>> START ARTICLE

Ted Osius, former US ambassador to Vietnam and, most recently, Google’s vice president for public policy and government in the Asia Pacific region, has a forthcoming book entitled Nothing is Impossible: America’s Reconciliation with Vietnam. This essay is not about the book but rather a counterpoint to the manner in which he chose to announce it on social media and the name he dropped to help him hawk it.

Rest assured, I will connect the dots leading from Aldous Huxley’s prescient observation to the mindset and moral code required to engage in what someone like Mr. Osius believes is honor by association. Note that this is a selective, not a blanket condemnation of Osius’ modus vivendi. That doesn’t make it any less damning.

Huxley goes on to say that the people he describes are only normal “in relation to a profoundly abnormal society. Their perfect adjustment to that abnormal society is a measure of their mental sickness. These millions of abnormally normal people, living without fuss in a society to which, if they were fully human beings, they ought not to be adjusted.” Hold that thought until the end.

State-Sanctioned Murder by Fiat and the Personal Touch

Ironically or maybe not, those of us who unwaveringly choose to side with the victims and tormented over the victimizers and the tormentors are often the target of scorching criticism from those who accept and support the system as is, be they people of power and influence, or the unthinking, uncaring legion of the like-minded.

This confirms what Huxley observed and George Orwell wrote about in the draft preface to the first edition of Animal Farm: “Unpopular ideas can be silenced, and inconvenient facts kept dark, without the need for any official ban. …At any given moment there is an orthodoxy, a body of ideas which it is assumed that all right-thinking people will accept without question. It is not exactly forbidden to say this, that or the other, but it is ‘not done’ to say it, just as in mid-Victorian times it was ‘not done’ to mention trousers in the presence of a lady.”

This infuses the debate about US-sponsored state terrorism, e.g., murdering and displacing hundreds of thousands and even millions of fellow human beings in pursuit of cold, calculating political goals. In the US, it is a phenomenon that most “right-thinking people” accept without question, based on how Madeleine Albright, George W. Bush, Henry Kissinger, Bob Kerrey, Colin Powell, and a long list of other former and current leaders, are treated and feted.

Noam Chomsky said in a 1990 speech that “If the Nuremberg laws were applied, then every post-war American president would have been hanged” – in reference to the International Military Tribunal at Nuremberg in 1946. That same logic applies to many of their underlings who have had a hand in policy making and implementation. Apologies and backtracking don’t count; they’re meaningless to those who are no longer among the living.

In the trenches, quite literally, representatives of the US government and people routinely get away with murder. A veteran by the name of US Army Sgt. Roy E. Bumgarner (1930-2005) liked killing with impunity so much that he spent seven years in Vietnam doing it.

>> END ARTICLE
>> START INFORMATION GIVEN

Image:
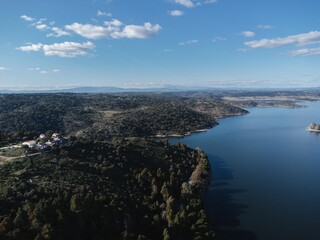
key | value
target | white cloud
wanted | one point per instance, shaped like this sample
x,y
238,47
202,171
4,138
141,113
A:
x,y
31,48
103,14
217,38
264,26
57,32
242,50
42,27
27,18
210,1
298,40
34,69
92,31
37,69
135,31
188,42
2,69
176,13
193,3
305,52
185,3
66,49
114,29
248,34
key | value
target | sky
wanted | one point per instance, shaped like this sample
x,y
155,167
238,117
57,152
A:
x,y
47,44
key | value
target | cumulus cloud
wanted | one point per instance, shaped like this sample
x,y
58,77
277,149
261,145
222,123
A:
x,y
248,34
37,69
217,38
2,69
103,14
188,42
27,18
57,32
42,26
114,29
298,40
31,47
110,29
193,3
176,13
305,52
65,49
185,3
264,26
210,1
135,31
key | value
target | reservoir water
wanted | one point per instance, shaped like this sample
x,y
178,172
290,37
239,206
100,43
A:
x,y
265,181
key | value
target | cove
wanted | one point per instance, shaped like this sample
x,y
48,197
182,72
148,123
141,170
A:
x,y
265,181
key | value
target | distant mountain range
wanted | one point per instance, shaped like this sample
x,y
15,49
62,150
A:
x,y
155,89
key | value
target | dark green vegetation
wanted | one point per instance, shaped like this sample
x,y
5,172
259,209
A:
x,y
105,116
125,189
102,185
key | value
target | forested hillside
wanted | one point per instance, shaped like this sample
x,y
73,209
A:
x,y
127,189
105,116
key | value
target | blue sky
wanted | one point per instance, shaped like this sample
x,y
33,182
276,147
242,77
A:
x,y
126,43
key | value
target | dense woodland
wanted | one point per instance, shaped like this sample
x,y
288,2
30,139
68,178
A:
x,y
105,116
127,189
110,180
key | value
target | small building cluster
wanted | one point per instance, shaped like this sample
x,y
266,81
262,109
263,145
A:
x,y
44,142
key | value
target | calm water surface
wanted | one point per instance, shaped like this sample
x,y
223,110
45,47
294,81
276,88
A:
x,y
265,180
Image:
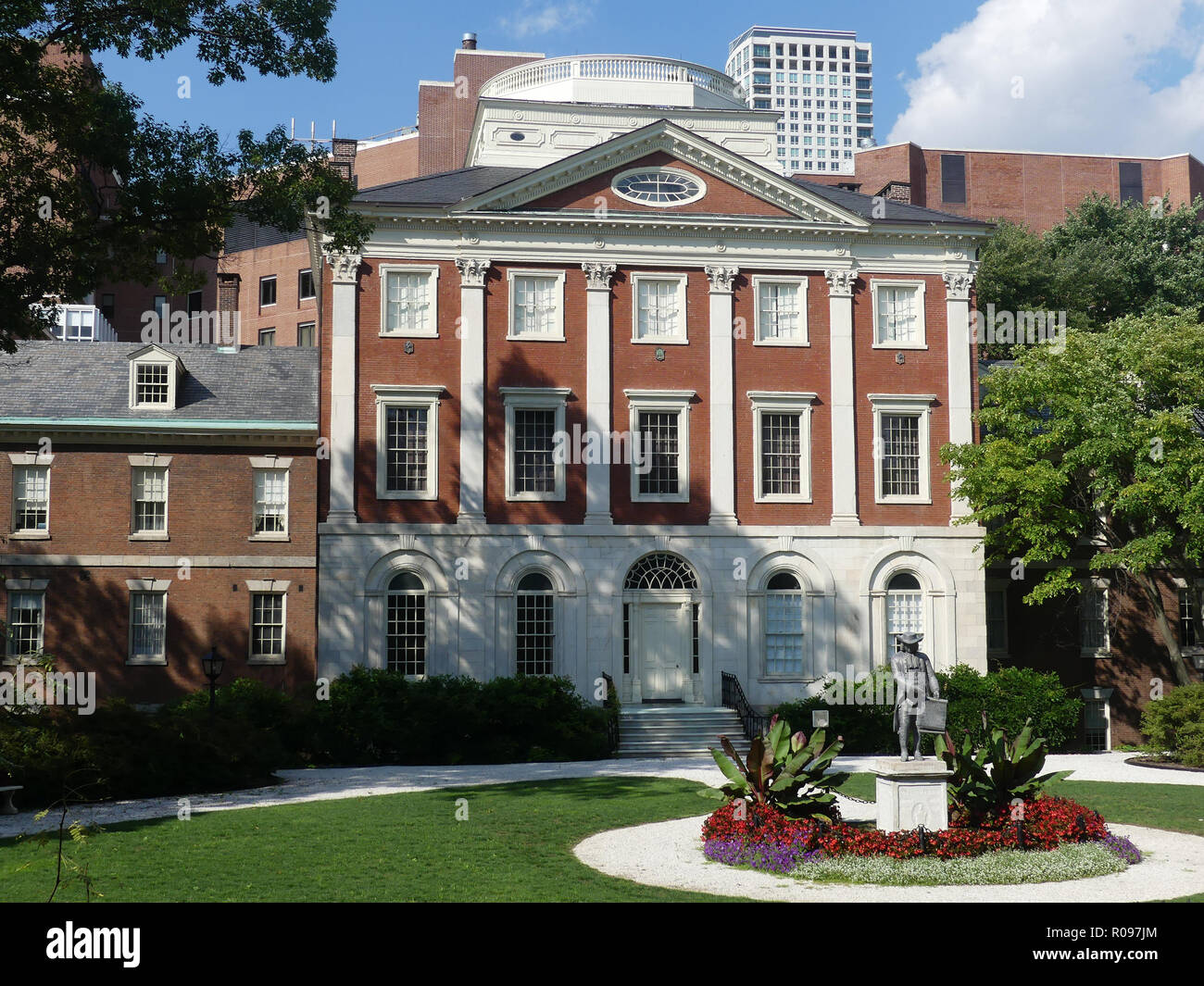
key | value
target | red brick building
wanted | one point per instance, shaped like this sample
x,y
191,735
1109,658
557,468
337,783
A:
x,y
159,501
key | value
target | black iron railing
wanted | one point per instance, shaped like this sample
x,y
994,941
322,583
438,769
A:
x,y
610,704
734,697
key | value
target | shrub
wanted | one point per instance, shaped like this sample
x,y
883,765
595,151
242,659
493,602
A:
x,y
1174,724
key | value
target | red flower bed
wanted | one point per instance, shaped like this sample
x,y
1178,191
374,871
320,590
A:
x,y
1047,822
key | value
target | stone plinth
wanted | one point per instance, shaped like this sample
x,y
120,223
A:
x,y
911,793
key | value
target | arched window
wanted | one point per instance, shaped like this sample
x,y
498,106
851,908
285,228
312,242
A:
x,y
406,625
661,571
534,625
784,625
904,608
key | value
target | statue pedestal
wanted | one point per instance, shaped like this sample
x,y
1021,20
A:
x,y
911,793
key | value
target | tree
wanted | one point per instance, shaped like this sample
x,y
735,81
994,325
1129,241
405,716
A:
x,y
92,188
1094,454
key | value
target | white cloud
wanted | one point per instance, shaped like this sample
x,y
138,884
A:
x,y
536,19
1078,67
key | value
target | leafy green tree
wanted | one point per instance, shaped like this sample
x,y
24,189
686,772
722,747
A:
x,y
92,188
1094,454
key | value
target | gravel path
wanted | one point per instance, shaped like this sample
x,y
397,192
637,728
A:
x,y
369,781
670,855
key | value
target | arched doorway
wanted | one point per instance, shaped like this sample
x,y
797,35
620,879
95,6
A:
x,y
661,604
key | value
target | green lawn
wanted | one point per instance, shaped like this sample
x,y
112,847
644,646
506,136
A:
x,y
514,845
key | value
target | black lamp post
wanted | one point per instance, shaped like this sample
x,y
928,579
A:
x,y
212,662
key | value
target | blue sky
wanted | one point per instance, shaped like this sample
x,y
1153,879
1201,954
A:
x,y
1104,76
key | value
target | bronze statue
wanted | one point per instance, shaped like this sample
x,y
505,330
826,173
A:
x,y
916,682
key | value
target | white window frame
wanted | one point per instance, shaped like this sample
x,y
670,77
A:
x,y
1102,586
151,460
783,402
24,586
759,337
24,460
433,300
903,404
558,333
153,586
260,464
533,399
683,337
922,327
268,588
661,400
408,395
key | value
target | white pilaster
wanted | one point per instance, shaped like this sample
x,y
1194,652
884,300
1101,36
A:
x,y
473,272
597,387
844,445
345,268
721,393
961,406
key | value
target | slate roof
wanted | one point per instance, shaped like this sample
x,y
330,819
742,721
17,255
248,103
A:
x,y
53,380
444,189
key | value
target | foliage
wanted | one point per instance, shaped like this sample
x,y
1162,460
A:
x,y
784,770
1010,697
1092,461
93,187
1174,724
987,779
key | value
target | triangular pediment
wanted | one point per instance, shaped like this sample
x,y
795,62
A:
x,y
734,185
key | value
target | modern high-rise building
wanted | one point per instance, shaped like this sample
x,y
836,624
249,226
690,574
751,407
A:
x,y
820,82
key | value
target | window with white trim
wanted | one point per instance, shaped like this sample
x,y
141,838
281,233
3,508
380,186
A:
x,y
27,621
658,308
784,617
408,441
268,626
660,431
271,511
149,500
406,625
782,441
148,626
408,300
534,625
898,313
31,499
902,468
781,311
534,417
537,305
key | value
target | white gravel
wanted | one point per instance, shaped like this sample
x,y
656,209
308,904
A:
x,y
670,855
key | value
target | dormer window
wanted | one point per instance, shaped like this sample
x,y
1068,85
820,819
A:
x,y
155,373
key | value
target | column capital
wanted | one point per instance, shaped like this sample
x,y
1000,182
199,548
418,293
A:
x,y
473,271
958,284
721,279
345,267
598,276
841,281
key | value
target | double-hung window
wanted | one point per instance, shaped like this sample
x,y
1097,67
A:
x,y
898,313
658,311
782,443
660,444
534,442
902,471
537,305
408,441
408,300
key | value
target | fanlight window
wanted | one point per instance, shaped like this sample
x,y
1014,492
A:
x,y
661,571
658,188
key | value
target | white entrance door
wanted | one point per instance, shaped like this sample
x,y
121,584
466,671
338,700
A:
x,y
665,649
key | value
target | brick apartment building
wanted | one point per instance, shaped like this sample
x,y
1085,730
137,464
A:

>> END INFORMATION GIVEN

Which former and current leaders does the essay name as treated and feted in the US? The lines have no role in what is asked here.

Madeleine Albright, George W. Bush, Henry Kissinger, Bob Kerrey, Colin Powell